Records supplied START
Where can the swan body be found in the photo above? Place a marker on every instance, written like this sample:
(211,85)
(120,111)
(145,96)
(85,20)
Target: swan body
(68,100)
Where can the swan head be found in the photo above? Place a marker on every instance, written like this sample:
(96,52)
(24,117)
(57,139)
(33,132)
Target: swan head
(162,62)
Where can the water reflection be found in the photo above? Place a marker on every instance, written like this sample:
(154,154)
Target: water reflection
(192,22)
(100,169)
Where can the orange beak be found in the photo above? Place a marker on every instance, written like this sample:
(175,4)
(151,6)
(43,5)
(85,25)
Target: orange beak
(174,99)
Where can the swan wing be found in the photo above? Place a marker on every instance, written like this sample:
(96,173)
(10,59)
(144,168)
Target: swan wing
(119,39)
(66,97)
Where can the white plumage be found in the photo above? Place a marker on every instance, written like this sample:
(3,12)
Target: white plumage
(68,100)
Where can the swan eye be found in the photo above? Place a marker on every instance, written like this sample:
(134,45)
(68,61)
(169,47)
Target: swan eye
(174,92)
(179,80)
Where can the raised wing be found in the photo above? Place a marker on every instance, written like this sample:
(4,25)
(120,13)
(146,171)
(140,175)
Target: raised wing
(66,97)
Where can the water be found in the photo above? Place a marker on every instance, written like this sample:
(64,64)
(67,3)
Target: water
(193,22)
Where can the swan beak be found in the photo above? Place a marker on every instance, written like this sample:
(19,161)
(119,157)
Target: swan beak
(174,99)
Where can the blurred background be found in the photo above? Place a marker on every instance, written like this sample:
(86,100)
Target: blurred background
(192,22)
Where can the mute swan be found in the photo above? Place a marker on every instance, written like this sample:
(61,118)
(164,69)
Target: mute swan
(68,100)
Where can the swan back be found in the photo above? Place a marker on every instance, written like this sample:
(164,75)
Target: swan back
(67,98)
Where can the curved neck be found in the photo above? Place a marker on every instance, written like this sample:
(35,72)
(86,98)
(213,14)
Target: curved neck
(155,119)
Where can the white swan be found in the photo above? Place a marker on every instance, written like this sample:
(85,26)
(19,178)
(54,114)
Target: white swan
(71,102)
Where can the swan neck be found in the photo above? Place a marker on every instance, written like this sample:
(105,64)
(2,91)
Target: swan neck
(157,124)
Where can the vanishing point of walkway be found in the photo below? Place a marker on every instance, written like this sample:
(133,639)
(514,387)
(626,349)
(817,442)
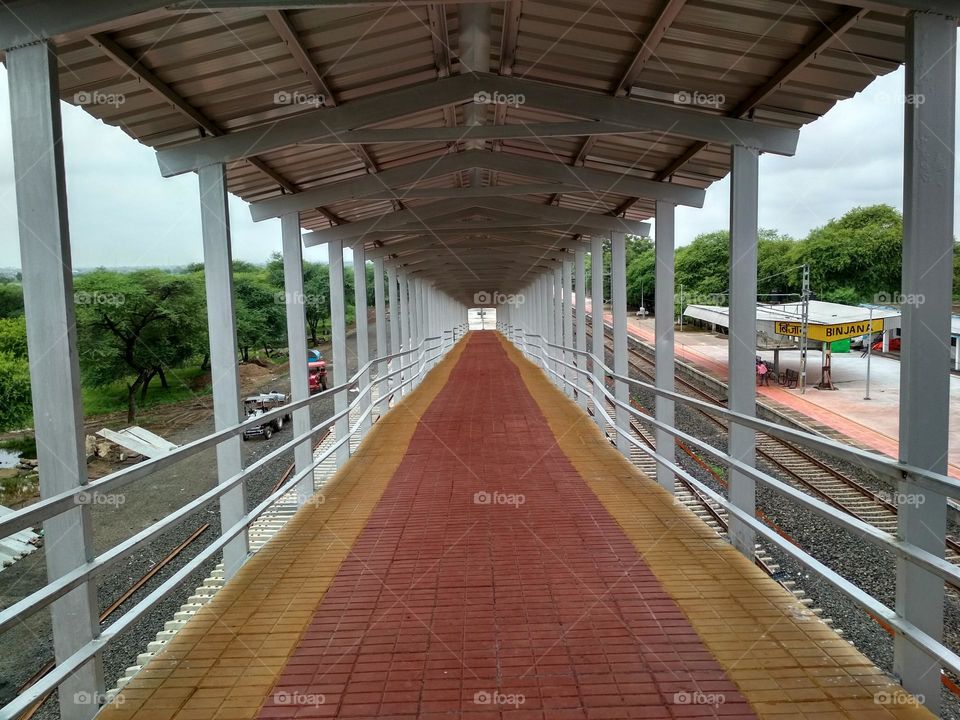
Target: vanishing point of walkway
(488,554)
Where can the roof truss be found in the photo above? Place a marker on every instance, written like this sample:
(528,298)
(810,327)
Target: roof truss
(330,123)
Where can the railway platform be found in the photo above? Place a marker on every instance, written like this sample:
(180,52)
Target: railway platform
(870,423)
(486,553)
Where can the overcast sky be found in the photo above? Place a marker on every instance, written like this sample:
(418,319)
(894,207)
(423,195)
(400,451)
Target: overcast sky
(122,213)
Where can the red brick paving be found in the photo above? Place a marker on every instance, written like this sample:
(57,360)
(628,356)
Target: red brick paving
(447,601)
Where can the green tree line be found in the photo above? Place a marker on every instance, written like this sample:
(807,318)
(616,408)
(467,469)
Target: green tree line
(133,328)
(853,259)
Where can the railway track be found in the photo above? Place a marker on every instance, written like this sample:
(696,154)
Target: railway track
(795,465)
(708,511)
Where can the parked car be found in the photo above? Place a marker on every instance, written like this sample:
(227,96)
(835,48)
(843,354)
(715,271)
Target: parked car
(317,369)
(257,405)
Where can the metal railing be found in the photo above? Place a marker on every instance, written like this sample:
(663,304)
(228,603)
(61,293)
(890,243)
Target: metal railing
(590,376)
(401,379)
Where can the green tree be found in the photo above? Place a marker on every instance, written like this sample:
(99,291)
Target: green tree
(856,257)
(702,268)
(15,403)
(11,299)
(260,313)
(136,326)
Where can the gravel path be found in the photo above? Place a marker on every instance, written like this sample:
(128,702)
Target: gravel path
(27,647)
Records supplied END
## Required work:
The records must be restated word for word, apart from any images.

## Solution:
Where can the swan body be found in the photo above? Place a marker on every instance, written like this sample:
(211,85)
(120,111)
(145,96)
(85,20)
Target: swan body
(68,100)
Where can the swan head be found in the photo above? Place a marker on every instance, written like this sample:
(96,52)
(24,117)
(57,139)
(33,132)
Target: swan head
(162,62)
Where can the water reflection be found in the photo above? Place a marker on every instance, written like this sample:
(154,154)
Target: water reflection
(192,22)
(100,169)
Where can the orange beak be found in the photo above? Place a marker on every instance, written like this sample:
(175,4)
(151,6)
(43,5)
(85,25)
Target: orange beak
(174,99)
Where can the swan wing be found in the photo above? Place a marker on every instance, written like this sample:
(96,173)
(10,59)
(144,168)
Target: swan wing
(119,39)
(66,97)
Where can the white plumage be found in the photo above? Place a marker on every instance, written like this sample:
(3,12)
Target: white plumage
(68,100)
Where can the swan eye be found in the photo above? Place a marker on every instance, written like this sample:
(134,45)
(68,61)
(169,47)
Target: swan eye
(174,92)
(179,80)
Where can the raised wing be found in the photo above? Place a marker on every instance, written like this sample:
(4,25)
(120,13)
(146,171)
(140,175)
Target: raised wing
(66,97)
Where can the water be found in the photo above? Place a marker on every instance, written like this sample:
(64,64)
(67,3)
Target: water
(193,22)
Where can the swan beak be found in the photo above? Place a marker on every instance, written like this sample:
(19,161)
(119,157)
Target: swan beak
(174,99)
Where can the blurred background be found in the photo above? Place a marker on every instance, written like this sample:
(86,100)
Target: blurred background
(192,22)
Where can the mute swan be found in the photo above? Place a marker on every instance, written like this sample:
(61,118)
(164,69)
Target: mute swan
(68,100)
Where can the swan back be found in the photo above? Place a marker on every instance, written like this sample:
(164,75)
Target: swan back
(67,98)
Where can the curved neck be found in the photo above? Place a marker on every instance, written like this sample:
(35,72)
(86,98)
(213,14)
Target: curved neck
(155,119)
Where can the white swan be found in the photo above? Place a marker on every instance, written like this sample:
(85,26)
(19,178)
(54,114)
Target: white swan
(71,102)
Where can the swan neck be found in the photo above? Place a marker on every instance, written like this sample:
(105,64)
(2,91)
Target: swan neck
(157,124)
Where can the vanishing point of walkway be found in the photo below? Place a marker on every instance, written like this sample:
(133,639)
(514,387)
(626,349)
(817,442)
Target: vanishing point of walkway
(488,554)
Where can the roof truss be found in the photo above? Place a marker on every instance, written like this sample:
(528,298)
(810,327)
Target: roof truss
(330,123)
Where can the railway platform be found in the photo above? Place a marker on every instance, written like this sample:
(180,52)
Target: railway platform
(870,423)
(486,553)
Where can the overcast sky be found in the photo above? Place a marker on every instance, written like this sample:
(418,319)
(894,207)
(423,195)
(400,451)
Target: overcast sky
(122,213)
Where can the red brick paving be found in the photo above? Place a marker on every instance, written like this sample:
(57,360)
(628,356)
Target: red brick paving
(447,601)
Where can the green tree line be found in the photo above? Place a marker on every instance, written like this sample:
(807,318)
(616,408)
(467,469)
Target: green tree line
(133,328)
(853,259)
Where can the railway track be found in the photo above? Place a marker on every instance, written like this sample:
(696,154)
Target: railway track
(795,465)
(708,511)
Where can the parked car be found in the photo above? Place a marker on every instance, written like this sample:
(227,96)
(835,48)
(843,354)
(715,271)
Target: parked car
(317,369)
(257,405)
Where can the metal railing be found in the photo above? Place a marker on every instance, written like this sample:
(663,304)
(228,603)
(61,293)
(890,243)
Target: metal railing
(590,376)
(401,379)
Where can the green tree be found in the photo above? Place a marker on every instance, written like this sample:
(99,291)
Target: green tree
(856,257)
(702,268)
(15,403)
(11,299)
(260,313)
(136,326)
Where can the gravel path be found in the photo above? Place a marker on every instance, written like this sample:
(128,702)
Target: gravel path
(27,647)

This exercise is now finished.